> **TEXT SECTION**
+++
At work, Xara does a decent fist of importing PDFs these days (Windows only though). At home, I tend to read using Okular, which can handle some forms. Libre Office occasionally works.
Oddly enough, the PDFs that seem to cause the most problems are those which have "Microsoft Word Document" in the title...
M.
Doesn't work on the news pages though.
Change the browser identity. If the BBC website thinks you're using an iPad it generally seems to be happy to feed you HTML5. Personally I can't wait for them to make that a default rather than a convoluted, hard to access option - it's almost as if they have an interest in keeping Flash installed by their readers.
Windows jumpted the way that linux jumped from Feisty Dunnart to Zonked Quokka. The actual version numbers for Windows NT you listed are./were 4 and 5. I can't remember what the actual version numbers were for Win95/98 . so it might have been 95 and 98, but that was a different product - like comparing MSDOS version numbers to linux.version numbers.
According to winver.exe Windows 10 had version number 10.0, the Windows 10 update had version number 1511, the anniversary update has version number 1607. Those are pretty big leaps.
I think in the background though the current version number is 10.0.14393.576
The release version of 7-zip went from 9 to 15 but that's still not as big a jump as Linux flash.
Word also jumped from 6.0 to 97, 98, 2000 too? Can't remember the details.
Can we play a new game? Several programs jumped to low-digits to 2000 because everybody was doing it too -- Word, Wordstar, can you list others?
On the other hand CorelDraw seems to have a rigid version numbering. Wonder if all the papers in all the desks at Corel are neatly stacked and aligned.
What's this "flashplugin-installer" package that gets regular updates and downloads the new flash binaries from adobe for installation?? someone's missing something somewhere...
sudo aptitude install flashplugin-installer
OR (if the download site is overloaded and the initial update fails)
sudo aptitude reinstall flashplugin-installer
I have to wonder what they're hiding...
there was a gnu project for flash called 'gnash'. It wasn't being maintained, and then one day web sites stopped working with it. Some "thing" changed, a standard, a new feature, ??? and then you couldn't play embedded flash content any more [downloading flash files works fine, just no "live" play].
HTML5 seems to be the only real alternative now, which is fine [as long as I can BLOCK it]. I don't need html5 ads "flashing" content in my face and/or wasting my limited bandwidth.
+++
> **MATERIAL SUPPLIED**

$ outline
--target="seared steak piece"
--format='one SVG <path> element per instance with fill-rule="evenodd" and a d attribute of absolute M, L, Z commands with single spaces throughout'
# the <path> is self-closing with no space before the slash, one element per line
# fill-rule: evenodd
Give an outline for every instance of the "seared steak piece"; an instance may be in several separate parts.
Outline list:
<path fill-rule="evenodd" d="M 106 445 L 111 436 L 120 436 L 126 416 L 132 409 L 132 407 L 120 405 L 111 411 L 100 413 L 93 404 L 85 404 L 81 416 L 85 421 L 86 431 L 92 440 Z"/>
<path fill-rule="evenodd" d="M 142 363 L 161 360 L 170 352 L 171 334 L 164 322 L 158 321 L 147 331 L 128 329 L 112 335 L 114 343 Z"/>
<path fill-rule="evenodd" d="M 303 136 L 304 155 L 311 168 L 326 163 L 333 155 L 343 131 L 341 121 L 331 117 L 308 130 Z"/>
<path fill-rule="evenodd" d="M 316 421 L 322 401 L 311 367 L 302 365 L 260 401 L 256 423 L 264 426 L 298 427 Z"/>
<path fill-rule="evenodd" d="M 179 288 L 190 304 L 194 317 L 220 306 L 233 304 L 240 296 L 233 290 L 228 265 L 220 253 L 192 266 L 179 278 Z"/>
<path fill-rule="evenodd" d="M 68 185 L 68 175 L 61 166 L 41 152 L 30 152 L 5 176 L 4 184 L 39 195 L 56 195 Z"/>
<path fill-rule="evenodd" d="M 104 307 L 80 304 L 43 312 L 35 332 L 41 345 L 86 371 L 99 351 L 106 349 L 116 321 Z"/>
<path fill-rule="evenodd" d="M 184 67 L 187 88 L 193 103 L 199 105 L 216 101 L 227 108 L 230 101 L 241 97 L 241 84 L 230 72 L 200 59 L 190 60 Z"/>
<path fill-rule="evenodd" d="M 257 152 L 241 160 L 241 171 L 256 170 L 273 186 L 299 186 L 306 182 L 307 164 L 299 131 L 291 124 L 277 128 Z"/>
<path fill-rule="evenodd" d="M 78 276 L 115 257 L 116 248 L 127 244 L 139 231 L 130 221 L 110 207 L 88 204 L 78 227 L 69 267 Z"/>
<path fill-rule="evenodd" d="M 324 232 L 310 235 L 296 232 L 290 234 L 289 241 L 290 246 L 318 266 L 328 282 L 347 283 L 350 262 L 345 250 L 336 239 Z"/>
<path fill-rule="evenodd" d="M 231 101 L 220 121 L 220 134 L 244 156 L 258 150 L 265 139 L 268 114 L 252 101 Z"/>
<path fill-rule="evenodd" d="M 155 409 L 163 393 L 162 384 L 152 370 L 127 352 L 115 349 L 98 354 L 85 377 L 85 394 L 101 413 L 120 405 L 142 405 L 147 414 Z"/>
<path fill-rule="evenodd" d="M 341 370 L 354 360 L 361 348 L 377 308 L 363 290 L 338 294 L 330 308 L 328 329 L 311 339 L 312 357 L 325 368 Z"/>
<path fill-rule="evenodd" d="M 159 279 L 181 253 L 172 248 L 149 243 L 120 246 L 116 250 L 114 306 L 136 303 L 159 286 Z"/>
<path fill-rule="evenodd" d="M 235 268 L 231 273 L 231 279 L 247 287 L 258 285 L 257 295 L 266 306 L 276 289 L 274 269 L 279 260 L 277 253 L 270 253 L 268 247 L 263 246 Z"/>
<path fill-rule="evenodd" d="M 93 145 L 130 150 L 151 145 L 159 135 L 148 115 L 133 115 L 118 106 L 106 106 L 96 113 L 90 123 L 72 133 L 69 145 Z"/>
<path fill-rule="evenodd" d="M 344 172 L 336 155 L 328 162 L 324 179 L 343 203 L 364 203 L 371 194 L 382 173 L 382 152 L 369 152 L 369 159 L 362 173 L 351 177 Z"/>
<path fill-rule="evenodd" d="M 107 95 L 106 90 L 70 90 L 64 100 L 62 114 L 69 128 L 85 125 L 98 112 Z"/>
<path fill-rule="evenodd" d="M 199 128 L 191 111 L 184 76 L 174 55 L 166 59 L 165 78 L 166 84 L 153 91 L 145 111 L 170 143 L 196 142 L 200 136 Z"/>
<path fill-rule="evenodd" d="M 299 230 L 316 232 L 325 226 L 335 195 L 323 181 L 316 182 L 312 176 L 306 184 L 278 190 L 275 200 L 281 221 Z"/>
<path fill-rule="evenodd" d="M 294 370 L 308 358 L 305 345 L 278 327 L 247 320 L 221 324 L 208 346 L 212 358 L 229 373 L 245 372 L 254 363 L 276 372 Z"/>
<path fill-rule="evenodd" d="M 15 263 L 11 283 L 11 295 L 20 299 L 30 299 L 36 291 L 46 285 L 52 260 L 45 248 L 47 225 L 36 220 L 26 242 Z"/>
+++
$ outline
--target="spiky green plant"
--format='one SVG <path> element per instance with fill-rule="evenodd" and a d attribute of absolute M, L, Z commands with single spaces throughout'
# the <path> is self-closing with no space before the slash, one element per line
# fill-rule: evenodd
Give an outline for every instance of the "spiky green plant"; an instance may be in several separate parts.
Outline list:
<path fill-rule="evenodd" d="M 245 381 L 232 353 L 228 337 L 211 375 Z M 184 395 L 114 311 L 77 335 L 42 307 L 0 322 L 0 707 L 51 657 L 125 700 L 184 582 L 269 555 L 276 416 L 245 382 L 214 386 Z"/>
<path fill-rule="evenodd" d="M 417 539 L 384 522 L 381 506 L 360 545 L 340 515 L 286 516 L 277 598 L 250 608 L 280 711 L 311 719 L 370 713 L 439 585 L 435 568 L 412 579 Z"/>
+++
> **OBJECTIVE**
Reproduce the passage of the discussion thread about PDFs, Flash, and version numbers word for word, from "Doesn't work on" to "to linux.version numbers.".

> **FINAL ANSWER**
Doesn't work on the news pages though.
Change the browser identity. If the BBC website thinks you're using an iPad it generally seems to be happy to feed you HTML5. Personally I can't wait for them to make that a default rather than a convoluted, hard to access option - it's almost as if they have an interest in keeping Flash installed by their readers.
Windows jumpted the way that linux jumped from Feisty Dunnart to Zonked Quokka. The actual version numbers for Windows NT you listed are./were 4 and 5. I can't remember what the actual version numbers were for Win95/98 . so it might have been 95 and 98, but that was a different product - like comparing MSDOS version numbers to linux.version numbers.